READING PASSAGE:
BEGIN

Physicians often believe that patient requests for inappropriate care are responsible for a major portion of rapidly rising healthcare costs, but that perception isn’t borne out by the latest research.
In a study published Feb. 12 in the journal JAMA Oncology, Ezekiel Emanuel and colleagues found that the rate at which such requests are fulfilled, at least in the field of oncology, is quite low, and therefore patient requests “are unlikely to add significantly to health care costs.”
The researchers used data from 5,050 patient-clinician encounters occurring in three outpatient oncology centers between October of 2013 and June of 2014. Of those, only 8.7% included a patient demand for any specific medical intervention. Most of the time, physicians judged those requests to be clinically appropriate and complied.
Inappropriate clinical requests are even rarer, according to the group’s data, and oncology clinicians fulfill them only 0.14% of the time.
Patient Demands and Clinician Relationship
While the researchers’ data cannot directly address the question of why physicians overestimate the number of patient demands they receive, they suggest that “one possibility is that patients’ demands or requests, while infrequent, are emotionally salient.”
That is, because patient demands can make a clinician feel that he or she is not being trusted as an expert, the therapeutic relationship may suffer.
The study’s discussion also notes that a lack of trust may be cyclical; patient demands may harm the therapeutic relationship, but once that trust barrier is broken, patients may be even more likely to feel that they need to be their own advocates rather than relying on their doctors.

END

REQUIRED ACTIONS:
- 1) From the article on patient requests in cancer care, reproduce word for word the part that opens with the words containing "The study’s discussion" and closes with "on their doctors.".
- 2) Carry on the article about patient demands in oncology from its final sentence.

[Recorded data]

BEGIN

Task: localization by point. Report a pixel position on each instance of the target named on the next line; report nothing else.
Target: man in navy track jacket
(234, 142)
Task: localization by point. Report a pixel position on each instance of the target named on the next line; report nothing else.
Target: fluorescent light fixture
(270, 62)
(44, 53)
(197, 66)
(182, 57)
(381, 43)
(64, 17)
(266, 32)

END
BEGIN

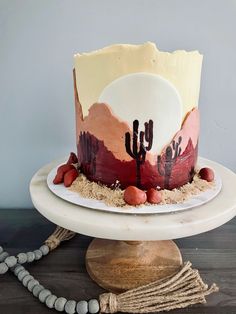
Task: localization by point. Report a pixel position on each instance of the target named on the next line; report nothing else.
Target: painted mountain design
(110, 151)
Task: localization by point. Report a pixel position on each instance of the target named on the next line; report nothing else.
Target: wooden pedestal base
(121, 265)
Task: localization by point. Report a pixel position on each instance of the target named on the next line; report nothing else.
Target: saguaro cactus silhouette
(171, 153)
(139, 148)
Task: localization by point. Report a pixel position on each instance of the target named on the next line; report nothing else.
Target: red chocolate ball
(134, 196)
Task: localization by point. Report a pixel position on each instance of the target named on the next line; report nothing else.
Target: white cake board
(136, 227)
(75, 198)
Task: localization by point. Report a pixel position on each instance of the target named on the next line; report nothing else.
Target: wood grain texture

END

TASK-BY-TASK ANSWERS:
- 1)
The study’s discussion also notes that a lack of trust may be cyclical; patient demands may harm the therapeutic relationship, but once that trust barrier is broken, patients may be even more likely to feel that they need to be their own advocates rather than relying on their doctors.

- 2)
The Impact of Medical Malpractice Suits
The other commonly cited reason that doctors order unnecessary tests and procedures is that they feel the need to protect themselves from the specter of medical malpractice lawsuits.
But the study’s authors note that “malpractice and defensive medicine account for very little of health care costs and cost growth.”
The Congressional Budget Office has previously found that reforming malpractice guidelines would result in only a 0.5% decrease in health spending, and only 0.3% of that would come from eliminating so-called defensive medicine.
“The perception by the medical community and others that patient requests and the practice of defensive medicine to avoid malpractice claims are the main sources of higher medical costs is not supported by this recent research,” says Corey L. Stull of Perry Law Firm. “Interestingly, medical professionals and not patients are the final decision makers in terms of medical testing and procedures performed.”